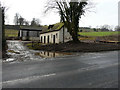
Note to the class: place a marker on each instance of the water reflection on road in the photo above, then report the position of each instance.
(18, 52)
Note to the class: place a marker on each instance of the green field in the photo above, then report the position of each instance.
(99, 33)
(11, 33)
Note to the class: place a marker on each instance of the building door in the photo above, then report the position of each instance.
(44, 39)
(48, 39)
(53, 38)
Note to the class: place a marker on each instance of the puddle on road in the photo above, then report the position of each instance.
(45, 54)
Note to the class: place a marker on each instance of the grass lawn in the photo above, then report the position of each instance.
(94, 34)
(11, 33)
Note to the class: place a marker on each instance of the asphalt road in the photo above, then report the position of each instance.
(86, 70)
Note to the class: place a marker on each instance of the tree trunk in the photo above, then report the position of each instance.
(3, 36)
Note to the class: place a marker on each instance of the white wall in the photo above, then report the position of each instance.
(67, 36)
(50, 34)
(59, 38)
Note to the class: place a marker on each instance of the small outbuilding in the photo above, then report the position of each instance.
(56, 33)
(29, 33)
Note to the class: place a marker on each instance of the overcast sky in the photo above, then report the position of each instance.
(104, 12)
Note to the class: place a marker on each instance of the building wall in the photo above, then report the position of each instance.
(33, 35)
(50, 35)
(67, 36)
(31, 38)
(58, 36)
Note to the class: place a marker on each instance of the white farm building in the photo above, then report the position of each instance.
(56, 33)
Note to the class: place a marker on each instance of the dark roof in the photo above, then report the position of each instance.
(30, 28)
(52, 28)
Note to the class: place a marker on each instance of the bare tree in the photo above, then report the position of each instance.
(70, 13)
(117, 28)
(105, 28)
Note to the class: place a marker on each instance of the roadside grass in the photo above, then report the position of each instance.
(11, 33)
(99, 34)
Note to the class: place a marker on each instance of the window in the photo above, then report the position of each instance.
(44, 39)
(51, 35)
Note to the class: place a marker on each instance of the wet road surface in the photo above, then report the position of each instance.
(84, 70)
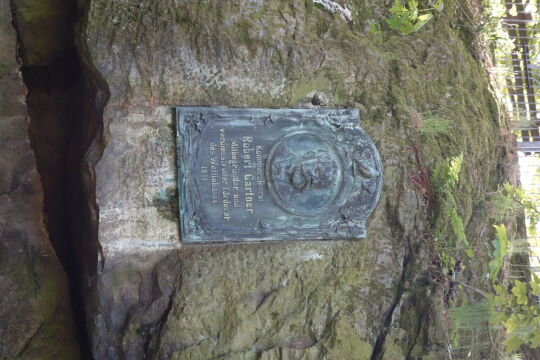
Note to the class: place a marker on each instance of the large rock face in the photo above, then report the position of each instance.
(35, 310)
(366, 299)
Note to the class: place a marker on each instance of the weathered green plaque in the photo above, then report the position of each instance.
(267, 174)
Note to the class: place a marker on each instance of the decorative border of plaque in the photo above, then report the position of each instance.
(274, 174)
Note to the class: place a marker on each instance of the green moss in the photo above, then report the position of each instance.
(299, 93)
(166, 203)
(348, 344)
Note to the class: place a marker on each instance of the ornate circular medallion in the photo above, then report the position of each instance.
(305, 173)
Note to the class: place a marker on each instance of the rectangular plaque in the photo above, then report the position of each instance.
(274, 174)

- [Exercise goal] Give back exactly the lines from the one that contains "the green moss" to the end of the data above, both of those lines included.

- [Output below]
Note to the class: place a marker on each instance of the green moss in the photo above, then report the position of each instance.
(299, 93)
(166, 203)
(348, 344)
Note to the class: place a marker on each instance of the ornate circular medallion in the photo above, then report the position of each instance.
(305, 173)
Note to the class: place a marker on each instance of the rectangular plaque in the photo above, then report the position of each instance.
(274, 174)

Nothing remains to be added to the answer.